Source extract Block Start

Difficult to overstate the role of signaling as a force in human thinking, indeed, few random examples:
Expensive clothes, rings, cars, houses: Signalling ‘I’ve got a lot of spare resources, it’s great to know me/don’t mess with me/I won’t rob you/I’m interesting/...’
Clothes of particular type → signals your politica/religious/… views/lifestyle
Talking about interesting news/persons → signals you can be a valid connection to have as you have links
In basic material economics/markets: All sorts of ways to signal your product is good (often economists refer to e.g.: insurance, public reviewing mechanism, publicity)
LW-er liking to get lots of upvotes to signal his intellect or simply for his post to be a priori not entirely unfounded
Us dumbly washing or ironing clothes or buying new clothes while stained-but-non-smelly or unironed or worn clothes would be functionally just as valuable—well if a major functionality would not exactly be, to signal wealth, care, status..
Me teaching & consulting in a suit because the university uses an age old signalling tool to show: we care about our clients
Doc having his white suit to spread an air of professional doctor-hood to the patient he tricks into not questioning his suggestions and actions
Genetically: many sexually attractive traits have some origin in signaling good quality genes: directly functional body (say strong muscles) and/or ‘proving spare resources to waste on useless signals’ such as most egregiously for the Peacocks/Birds of paradise ← I think humans have the latter capacity too, though I might be wrong/no version comes to mind right now
Intellect etc.! There’s lots of theory that much of our deeper thinking abilities were much less required for basic material survival (hunting etc.), than for social purposes: impress with our stories etc.; signal that what we want is good and not only self-serving. (ok, the latter maybe that is partly not pure ‘signaling’ but seems at least related).

Source extract Block End

Tasks to perform
(a) In the signaling text, condense the item starting "Genetically: many sexually attractive traits" into one or two sentences that keep its main facts.
(b) Go on with the list of signaling examples, adding a few more items after its last entry in the same informal style.

Provided records Block Start

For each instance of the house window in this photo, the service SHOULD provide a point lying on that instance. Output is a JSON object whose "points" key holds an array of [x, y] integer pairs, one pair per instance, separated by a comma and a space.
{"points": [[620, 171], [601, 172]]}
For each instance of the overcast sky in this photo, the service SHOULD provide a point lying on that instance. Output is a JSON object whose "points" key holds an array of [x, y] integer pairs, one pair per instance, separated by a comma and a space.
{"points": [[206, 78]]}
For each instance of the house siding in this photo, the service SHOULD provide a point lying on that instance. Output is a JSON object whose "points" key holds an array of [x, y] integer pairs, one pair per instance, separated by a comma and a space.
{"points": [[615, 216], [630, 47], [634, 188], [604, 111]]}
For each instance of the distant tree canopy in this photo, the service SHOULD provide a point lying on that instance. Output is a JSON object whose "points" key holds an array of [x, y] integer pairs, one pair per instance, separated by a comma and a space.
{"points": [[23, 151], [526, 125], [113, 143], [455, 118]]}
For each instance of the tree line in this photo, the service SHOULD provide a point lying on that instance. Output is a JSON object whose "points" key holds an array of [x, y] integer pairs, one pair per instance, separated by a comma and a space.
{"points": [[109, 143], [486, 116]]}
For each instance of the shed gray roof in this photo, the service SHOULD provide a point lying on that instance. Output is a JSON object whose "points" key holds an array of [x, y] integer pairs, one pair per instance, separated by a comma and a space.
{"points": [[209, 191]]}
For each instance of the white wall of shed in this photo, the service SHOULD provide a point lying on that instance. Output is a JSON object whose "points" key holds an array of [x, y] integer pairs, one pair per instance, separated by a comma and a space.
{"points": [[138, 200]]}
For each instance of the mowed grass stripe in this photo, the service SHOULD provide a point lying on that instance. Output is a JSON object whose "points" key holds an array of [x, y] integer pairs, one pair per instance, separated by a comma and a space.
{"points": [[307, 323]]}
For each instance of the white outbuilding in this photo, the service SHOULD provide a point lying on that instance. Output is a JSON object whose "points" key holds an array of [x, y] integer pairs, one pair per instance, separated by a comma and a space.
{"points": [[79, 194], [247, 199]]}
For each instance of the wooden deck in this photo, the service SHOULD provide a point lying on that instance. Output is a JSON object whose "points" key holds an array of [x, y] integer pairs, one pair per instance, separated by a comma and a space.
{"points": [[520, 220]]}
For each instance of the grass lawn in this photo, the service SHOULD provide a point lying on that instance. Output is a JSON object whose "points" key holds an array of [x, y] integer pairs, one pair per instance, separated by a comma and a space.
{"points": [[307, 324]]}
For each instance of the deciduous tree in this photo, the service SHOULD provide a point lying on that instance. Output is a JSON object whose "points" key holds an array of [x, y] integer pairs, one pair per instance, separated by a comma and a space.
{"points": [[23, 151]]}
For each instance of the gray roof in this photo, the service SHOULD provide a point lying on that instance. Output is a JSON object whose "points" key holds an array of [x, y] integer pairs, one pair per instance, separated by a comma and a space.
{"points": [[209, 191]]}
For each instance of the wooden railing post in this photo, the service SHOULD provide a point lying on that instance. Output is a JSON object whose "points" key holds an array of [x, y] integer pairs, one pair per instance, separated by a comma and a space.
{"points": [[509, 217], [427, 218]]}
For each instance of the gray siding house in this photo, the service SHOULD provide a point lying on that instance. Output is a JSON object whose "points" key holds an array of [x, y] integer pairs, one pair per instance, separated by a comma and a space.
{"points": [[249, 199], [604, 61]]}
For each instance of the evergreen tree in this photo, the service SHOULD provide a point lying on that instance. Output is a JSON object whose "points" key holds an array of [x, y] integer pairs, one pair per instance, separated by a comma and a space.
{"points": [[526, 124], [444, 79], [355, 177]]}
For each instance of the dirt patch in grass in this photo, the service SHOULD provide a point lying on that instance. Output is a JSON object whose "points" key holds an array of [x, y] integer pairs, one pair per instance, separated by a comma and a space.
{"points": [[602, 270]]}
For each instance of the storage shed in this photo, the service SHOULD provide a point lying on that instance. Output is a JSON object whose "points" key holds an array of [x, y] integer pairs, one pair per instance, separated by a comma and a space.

Provided records Block End

Answers to the tasks
(a) Many sexually attractive traits partly originate in signaling good genes, either through a directly functional body such as strong muscles or by proving one has spare resources to waste on useless signals, most egregiously in peacocks and birds of paradise. The writer suspects humans have this latter capacity too, though without being certain or able to name an example.

(b)
Putting solar panels, driving Tesla, vegtarian … → we’re clean and modern and care about the climate
I see this sort of signaling more and more by individuals and commercial entities, esp. in places where there is low-cost for it. The café that sells “Organic coffee” uses a few cents to buy organic coffee powder to pseudo-signal care and sustainability while it sells you the dirtiest produced chicken sandwich, saving many dollars compared to organic/honestly produced produce.
Of course, shops do this sort of stuff commercially all the time → all sorts of PR is signaling
Companies do all sorts of psychological tricks to signal they’re this or that to motivate its employees too
Politics. For a stylized example consider: Trump or so with his wall promises signalling to those receptive to it that he’d be caring to reduce illegal immigation (while knowing he does/cannot change the situation so much so easily)
Biden or so with his stopping-the-wall promises signalling a leaner treatment of illegal immigrants (while equally knowing he does/cannot change the situation so much so easily)
… list doesn’t stop… but I guess I better stop here :)
I guess the vastness of signaling importantly depends on how narrowly or broadly we define it in terms of: Whether we consciously have in mind to signal something vs. whether we instinctively do/like things that serve for us to signal quality/importance… But both signalling domains seem absolutely vast—and sometimes with actual value for society, but often zero-sum effects i.e. a waste of resources.